Kann ein Lächeln Leben retten?

Gutes tun Man kennt es von Bono und Co. Nun reisen auch Models in Elendsgebiete, um mit ihrer Prominenz die Arbeit von Hilfsorganisationen zu unterstützen. Ist das nur selbstlos?

Das Supermodel Lydia Hearst posierte im Frühling 2009 für ein ungewöhnliches Fotoshooting. Keine teure luxuriöse Umgebung, keine topaktuellen Klamotten. Die Kulisse bildete stattdessen ein Krankenhaus in Kairo, in dem sich verschleierte muslimische Mütter und ihre Babies Operationen unterziehen, die ihr Leben verändern sollen.

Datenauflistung

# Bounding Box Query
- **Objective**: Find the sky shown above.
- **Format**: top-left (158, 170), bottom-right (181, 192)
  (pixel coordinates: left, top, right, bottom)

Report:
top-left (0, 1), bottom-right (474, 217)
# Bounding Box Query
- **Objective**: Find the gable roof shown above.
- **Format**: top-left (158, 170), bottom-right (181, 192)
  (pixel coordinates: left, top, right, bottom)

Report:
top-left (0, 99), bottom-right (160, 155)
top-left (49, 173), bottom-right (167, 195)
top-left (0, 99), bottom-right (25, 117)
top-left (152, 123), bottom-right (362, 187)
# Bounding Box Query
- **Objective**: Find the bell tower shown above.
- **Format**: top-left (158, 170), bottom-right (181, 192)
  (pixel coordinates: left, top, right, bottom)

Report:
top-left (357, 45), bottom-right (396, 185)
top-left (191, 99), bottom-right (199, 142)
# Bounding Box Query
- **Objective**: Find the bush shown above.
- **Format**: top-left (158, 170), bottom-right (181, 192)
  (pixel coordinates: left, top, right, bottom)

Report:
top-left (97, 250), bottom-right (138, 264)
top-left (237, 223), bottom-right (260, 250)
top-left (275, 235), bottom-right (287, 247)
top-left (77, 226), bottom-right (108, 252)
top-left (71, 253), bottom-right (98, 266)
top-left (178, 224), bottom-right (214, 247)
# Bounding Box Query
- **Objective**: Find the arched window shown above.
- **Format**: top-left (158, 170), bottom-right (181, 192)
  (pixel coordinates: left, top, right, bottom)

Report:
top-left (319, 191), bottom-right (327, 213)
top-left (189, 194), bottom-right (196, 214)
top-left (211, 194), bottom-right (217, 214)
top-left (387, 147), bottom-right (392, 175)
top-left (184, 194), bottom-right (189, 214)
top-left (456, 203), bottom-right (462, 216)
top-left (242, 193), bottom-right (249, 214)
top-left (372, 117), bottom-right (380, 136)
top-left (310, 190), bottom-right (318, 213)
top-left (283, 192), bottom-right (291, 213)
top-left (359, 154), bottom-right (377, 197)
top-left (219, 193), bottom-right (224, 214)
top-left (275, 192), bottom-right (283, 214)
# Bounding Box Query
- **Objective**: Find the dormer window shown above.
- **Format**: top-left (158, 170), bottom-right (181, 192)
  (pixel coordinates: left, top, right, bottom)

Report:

*AUFGABE A*
Kannst du aus den Zeilen alles vom Anfang bis hinunter zur Zeile mit "top-left (0, 1), bottom-right (474, 217)" wortgetreu abschreiben, beide Enden eingeschlossen?
*AUFGABE B*
Kannst du den Text über Models in Elendsgebieten im Anschluss an seinen letzten Satz fortführen?
Der Text über Models in Elendsgebieten und die Zeilen sind voneinander getrenntes Material.

*ANTWORT A*
# Bounding Box Query
- **Objective**: Find the sky shown above.
- **Format**: top-left (158, 170), bottom-right (181, 192)
  (pixel coordinates: left, top, right, bottom)

Report:
top-left (0, 1), bottom-right (474, 217)

*ANTWORT B*
Hearst arbeitete zum ersten Mal in einem Entwicklungsland und unterstützte mit ihrem Shooting die gemeinnützigen Organisation Operation Smile, die Kindern mit angeborenen Missbildungen im Gesicht Operationen ermöglicht. Für Hearst sollte es eine Erfahrung werden, die ihr Leben veränderte: „Ich habe dadurch einen neue Sicht auf die Dinge gewonnen und meine Prioritäten und Ziele neu bewertet. Alle, mit denen ich dort zu tun hatte, haben in meinem Herzen einen bleibenden Eindruck hinterlassen.“

Dass Hearst in offizieller Mission nach Ägypten reiste, gehört zu einem neuen Trend in der Modewelt. Anstelle von Charity-Galas in New York und London besuchen Models nun Entwicklungsländer und sehen sich das Elend selbst an. Das Phänomen ist aus dem Musikbusiness und aus Hollywood längst bekannt. Sänger wie Bono und Sting sind in Entwicklungsländern längst ein vertrauter Anblick. Dasselbe gilt für George Clooney, der sich für Dafur engagiert, und über Jim Carrey, der ein prominenter Kritiker der Militärjunta in Burma ist.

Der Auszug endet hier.